Page excerpt Block Start

Lucky for me, I live in a place where masterpieces are literally minutes away from home. Here, at the Norton Simon in Pasadena, Sam Francis' Basel Mural I offers a beautiful, expressive focal point.
Some people meditate for clarity, but I like to stare at something like this to sort out the big questions of life. And, like meditation, staring at artwork often brings surprising revelations.
I've always been partial to Francis, and not just because of his expansive visual style. He belonged to the same era as my father. They were both born in California, both joined the Army Air Corps during World War 2. My father was fortunate enough to serve his time in the Pacific without any physical injuries, but Francis was badly hurt during training maneuvers and spent three years recuperating in bed.
During his recovery, Francis learned to paint. He used his new hobby as an escape as well as an expression. I remember once showing my father a print of a Francis painting. I don't recall if it was the one in today's post, but it was similar in its wild explosions of noisy color. I saw infinite optimism and potential when I looked at it.
"Interesting that he was in the Air Corps," Dad said. "This painting kind of reminds me of what the ground looks like after a bombing mission."
Ever since that conversation I can't look at anything by Sam Francis without thinking of my dad.
In Francis' last years, as he was suffering from cancer and clinging to life, a bad fall took away the use of his right hand. Like so many of his generation, he didn't let the setback stop him from achieving his goals. He simply used his left hand to create a series of brilliant small works.

Page excerpt Block End
Data extract Block Start

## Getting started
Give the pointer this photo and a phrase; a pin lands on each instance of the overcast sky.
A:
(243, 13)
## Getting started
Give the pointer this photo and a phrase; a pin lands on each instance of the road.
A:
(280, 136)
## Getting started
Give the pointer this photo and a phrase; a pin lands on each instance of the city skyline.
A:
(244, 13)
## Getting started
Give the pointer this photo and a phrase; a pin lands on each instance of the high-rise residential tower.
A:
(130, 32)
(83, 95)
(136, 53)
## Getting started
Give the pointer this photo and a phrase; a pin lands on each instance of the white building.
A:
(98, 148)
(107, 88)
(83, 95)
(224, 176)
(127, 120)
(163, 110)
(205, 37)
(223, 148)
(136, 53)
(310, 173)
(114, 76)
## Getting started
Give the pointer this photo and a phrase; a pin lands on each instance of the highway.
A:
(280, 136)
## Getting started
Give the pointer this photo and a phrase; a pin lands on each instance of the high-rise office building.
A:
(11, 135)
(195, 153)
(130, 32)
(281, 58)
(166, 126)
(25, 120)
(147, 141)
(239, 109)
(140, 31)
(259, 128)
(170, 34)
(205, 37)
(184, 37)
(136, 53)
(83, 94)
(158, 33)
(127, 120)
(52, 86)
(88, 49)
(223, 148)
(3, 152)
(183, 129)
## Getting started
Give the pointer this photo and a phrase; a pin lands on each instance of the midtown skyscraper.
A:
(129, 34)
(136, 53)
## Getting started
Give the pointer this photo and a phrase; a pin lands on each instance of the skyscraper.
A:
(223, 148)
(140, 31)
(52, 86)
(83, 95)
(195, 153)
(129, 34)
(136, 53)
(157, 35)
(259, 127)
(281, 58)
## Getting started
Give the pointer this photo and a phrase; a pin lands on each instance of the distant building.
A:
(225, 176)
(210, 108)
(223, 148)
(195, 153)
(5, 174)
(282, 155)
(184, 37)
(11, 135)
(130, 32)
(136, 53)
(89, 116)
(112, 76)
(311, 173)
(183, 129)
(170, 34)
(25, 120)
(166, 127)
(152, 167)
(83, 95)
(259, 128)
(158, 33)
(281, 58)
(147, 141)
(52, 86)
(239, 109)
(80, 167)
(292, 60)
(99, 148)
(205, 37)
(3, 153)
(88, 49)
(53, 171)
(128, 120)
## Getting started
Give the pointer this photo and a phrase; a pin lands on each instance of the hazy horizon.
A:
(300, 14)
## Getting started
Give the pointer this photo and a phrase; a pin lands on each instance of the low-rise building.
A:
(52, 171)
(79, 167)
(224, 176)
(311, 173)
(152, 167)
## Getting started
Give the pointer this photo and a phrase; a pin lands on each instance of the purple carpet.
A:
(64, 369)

Data extract Block End
Data extract Block Start

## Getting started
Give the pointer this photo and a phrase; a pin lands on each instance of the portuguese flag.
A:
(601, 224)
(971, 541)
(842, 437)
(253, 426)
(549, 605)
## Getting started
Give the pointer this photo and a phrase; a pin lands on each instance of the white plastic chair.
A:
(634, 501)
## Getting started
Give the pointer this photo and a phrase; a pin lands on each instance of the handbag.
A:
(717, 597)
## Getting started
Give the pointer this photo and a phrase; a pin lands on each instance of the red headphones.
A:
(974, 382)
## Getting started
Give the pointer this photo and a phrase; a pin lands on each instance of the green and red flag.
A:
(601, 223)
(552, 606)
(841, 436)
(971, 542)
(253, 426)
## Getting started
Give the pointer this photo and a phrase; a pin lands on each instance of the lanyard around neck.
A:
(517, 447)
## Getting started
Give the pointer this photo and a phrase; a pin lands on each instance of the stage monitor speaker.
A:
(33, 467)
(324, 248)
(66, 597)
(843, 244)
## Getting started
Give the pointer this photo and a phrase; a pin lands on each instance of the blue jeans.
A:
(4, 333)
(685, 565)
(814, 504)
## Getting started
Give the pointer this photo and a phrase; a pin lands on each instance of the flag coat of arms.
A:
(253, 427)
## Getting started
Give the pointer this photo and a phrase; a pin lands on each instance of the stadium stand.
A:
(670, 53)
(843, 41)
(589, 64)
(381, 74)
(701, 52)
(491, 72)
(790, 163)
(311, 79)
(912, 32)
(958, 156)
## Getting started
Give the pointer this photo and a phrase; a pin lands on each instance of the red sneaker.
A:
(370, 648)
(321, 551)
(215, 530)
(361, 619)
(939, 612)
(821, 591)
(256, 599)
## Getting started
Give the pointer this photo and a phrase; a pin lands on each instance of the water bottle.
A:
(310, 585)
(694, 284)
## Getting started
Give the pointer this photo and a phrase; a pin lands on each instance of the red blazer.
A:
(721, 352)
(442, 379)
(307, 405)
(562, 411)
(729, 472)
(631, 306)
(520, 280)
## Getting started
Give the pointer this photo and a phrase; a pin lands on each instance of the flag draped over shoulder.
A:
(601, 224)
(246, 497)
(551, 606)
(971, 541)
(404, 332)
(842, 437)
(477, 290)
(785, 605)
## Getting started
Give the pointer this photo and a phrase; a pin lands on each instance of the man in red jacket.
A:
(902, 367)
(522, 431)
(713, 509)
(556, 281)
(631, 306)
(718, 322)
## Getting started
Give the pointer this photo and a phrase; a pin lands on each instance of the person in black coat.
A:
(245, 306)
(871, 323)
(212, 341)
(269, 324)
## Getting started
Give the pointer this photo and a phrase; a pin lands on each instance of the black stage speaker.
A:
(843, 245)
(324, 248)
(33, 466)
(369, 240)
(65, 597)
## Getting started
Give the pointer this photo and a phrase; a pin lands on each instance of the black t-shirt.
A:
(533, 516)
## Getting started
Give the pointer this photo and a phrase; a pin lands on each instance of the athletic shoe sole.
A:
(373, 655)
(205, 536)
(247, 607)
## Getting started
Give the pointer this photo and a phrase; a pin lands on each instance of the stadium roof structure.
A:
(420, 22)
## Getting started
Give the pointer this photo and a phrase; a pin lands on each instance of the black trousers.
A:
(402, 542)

Data extract Block End
Data extract Block Start

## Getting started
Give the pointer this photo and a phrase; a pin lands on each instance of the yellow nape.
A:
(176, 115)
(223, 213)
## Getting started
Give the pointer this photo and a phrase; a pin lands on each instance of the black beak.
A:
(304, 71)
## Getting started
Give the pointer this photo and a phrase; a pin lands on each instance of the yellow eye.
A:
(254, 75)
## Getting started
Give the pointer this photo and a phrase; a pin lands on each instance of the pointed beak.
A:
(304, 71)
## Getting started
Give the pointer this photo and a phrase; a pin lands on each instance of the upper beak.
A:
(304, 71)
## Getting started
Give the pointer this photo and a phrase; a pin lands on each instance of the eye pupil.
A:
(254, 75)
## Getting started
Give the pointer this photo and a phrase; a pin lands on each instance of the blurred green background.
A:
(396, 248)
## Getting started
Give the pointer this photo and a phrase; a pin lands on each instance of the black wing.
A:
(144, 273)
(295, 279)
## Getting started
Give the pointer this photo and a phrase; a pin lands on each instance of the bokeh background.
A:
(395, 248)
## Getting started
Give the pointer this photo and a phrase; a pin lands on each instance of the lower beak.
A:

Data extract Block End

What to work on:
Carry on the essay about Sam Francis's Basel Mural I from its last sentence.

Answer for this exercise:
That also reminded me of Dad. No matter how badly my father's body fell apart during the last years of his life, he was undaunted and without complaint. He might not have painted canvases, but he filled our family's world with great beauty all the same.
When my family and I first visited the Norton Simon a few years ago, I stopped for a while to look at this familiar painting. I was about 15 years older than the last time I saw it. I still found the optimism there that spoke to me in my youth, but I could also imagine the world it brought back to my father.
"What do you think of this one?" I asked my daughter.
"It looks like a map of a sad place," she said. "But it's hopeful too. I'm not sure why."
And right then, I realized how weirdly connected families are ... how my little girl not only saw what I saw in that painting, but also the impressions of her grandfather who died before she was born.
"Or," she said walking away, "Maybe he just liked paint splatters."
Art. It transforms, connects and heals. (And sometimes even makes us laugh.)